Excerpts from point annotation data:
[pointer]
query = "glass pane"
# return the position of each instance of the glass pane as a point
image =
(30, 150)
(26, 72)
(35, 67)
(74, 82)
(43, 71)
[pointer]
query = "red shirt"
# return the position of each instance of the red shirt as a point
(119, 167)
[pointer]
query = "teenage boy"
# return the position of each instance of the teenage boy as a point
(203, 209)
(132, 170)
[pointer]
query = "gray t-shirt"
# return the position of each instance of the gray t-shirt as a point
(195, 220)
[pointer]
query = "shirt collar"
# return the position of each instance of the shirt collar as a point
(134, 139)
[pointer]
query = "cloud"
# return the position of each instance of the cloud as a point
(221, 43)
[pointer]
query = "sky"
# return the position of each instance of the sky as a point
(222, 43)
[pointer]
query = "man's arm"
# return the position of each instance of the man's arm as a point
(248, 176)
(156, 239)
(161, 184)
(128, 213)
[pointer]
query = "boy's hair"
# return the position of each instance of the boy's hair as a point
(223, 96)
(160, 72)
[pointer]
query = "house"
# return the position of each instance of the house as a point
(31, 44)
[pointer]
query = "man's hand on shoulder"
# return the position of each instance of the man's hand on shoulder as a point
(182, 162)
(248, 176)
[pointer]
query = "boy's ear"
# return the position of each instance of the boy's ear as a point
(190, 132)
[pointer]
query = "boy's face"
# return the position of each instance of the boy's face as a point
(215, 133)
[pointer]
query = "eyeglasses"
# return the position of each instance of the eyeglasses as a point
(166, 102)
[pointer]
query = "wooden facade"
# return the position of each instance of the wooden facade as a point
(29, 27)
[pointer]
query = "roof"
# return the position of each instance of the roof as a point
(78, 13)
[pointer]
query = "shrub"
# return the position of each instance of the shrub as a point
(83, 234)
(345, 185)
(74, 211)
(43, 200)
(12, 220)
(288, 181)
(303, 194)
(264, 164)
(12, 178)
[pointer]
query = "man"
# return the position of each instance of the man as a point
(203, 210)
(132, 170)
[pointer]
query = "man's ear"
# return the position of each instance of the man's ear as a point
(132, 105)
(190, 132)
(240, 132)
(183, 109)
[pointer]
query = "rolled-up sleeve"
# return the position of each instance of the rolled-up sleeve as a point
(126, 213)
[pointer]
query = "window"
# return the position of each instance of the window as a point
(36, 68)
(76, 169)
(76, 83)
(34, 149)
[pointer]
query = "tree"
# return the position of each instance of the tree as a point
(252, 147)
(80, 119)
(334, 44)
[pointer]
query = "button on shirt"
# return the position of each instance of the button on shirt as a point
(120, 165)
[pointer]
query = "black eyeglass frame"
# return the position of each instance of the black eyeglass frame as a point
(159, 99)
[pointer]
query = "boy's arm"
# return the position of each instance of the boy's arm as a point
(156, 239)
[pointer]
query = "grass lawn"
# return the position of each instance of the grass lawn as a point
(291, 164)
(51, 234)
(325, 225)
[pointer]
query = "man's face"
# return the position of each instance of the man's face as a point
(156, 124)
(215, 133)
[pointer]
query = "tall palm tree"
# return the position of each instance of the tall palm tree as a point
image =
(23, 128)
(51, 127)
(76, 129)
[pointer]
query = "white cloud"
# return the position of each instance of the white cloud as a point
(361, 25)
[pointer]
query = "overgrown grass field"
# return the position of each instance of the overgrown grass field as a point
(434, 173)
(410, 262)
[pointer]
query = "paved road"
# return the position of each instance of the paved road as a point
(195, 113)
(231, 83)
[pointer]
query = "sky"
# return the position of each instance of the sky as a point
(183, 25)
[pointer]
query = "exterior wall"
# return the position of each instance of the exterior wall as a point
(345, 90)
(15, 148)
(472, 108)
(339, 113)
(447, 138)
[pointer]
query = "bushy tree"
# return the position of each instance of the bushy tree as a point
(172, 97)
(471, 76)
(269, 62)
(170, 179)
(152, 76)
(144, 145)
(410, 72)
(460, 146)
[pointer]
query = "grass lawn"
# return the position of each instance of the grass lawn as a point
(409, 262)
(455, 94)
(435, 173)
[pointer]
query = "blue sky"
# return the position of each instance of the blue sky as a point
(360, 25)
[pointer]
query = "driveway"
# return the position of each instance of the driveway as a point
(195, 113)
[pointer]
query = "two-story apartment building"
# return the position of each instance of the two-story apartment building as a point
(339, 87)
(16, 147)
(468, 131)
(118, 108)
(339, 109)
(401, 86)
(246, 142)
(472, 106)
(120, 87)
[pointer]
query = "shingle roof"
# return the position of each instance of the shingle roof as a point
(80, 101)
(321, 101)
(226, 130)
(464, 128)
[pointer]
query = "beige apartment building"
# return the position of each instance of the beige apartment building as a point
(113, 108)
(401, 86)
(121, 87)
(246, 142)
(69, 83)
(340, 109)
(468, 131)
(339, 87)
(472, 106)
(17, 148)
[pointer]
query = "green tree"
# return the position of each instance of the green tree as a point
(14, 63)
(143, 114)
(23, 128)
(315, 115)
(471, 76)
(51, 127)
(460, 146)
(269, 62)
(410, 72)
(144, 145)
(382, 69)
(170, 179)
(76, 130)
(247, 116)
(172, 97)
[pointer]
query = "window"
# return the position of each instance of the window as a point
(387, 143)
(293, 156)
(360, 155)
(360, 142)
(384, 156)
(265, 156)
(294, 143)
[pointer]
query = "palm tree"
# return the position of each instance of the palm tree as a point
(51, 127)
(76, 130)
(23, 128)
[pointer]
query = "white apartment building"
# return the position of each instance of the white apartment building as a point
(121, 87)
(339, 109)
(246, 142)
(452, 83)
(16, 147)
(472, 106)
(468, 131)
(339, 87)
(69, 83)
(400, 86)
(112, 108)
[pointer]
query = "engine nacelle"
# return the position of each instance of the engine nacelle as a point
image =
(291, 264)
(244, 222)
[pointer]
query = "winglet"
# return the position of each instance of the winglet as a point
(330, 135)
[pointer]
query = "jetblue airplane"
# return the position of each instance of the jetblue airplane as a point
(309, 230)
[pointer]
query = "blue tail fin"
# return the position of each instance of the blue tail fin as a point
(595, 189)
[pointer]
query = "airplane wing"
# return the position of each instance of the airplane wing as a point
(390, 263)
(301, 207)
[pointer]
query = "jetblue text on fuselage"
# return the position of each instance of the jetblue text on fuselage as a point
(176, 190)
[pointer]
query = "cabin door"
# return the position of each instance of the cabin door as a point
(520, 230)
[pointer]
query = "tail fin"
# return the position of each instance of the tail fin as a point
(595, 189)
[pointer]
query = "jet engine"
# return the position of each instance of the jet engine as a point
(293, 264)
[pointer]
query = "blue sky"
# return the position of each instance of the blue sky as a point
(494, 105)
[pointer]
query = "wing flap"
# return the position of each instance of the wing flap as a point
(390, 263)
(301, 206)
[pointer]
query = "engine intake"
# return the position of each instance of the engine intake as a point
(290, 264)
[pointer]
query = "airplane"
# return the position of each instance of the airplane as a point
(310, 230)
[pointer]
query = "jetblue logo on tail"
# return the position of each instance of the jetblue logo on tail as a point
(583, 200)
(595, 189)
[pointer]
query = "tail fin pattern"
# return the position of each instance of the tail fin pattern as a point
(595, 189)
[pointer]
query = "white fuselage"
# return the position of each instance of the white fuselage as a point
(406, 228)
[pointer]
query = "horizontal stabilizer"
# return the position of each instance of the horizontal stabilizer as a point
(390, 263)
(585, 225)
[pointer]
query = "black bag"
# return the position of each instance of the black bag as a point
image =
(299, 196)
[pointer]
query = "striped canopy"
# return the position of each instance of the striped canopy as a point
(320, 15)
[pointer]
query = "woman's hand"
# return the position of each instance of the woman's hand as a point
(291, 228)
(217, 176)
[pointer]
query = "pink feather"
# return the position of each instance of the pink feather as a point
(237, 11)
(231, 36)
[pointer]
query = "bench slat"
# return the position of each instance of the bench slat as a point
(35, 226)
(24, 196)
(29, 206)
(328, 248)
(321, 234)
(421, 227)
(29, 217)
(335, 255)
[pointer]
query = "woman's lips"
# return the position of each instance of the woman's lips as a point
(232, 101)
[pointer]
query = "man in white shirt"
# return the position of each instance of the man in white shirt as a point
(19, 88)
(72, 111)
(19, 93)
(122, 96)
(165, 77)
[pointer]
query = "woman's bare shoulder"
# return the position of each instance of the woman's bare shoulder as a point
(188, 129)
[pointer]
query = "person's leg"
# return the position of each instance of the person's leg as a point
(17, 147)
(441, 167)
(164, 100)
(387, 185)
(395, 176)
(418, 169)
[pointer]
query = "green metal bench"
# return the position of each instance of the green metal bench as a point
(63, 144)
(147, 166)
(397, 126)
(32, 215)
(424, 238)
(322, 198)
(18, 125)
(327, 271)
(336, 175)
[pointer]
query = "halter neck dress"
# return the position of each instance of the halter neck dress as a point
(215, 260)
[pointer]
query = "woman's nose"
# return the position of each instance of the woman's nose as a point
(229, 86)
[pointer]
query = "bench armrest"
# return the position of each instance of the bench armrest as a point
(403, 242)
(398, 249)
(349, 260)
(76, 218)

TASK DETAILS: Tally the lines above that contain the string "roof", treating case as significant, and give only the number.

WRITTEN RESPONSE: 4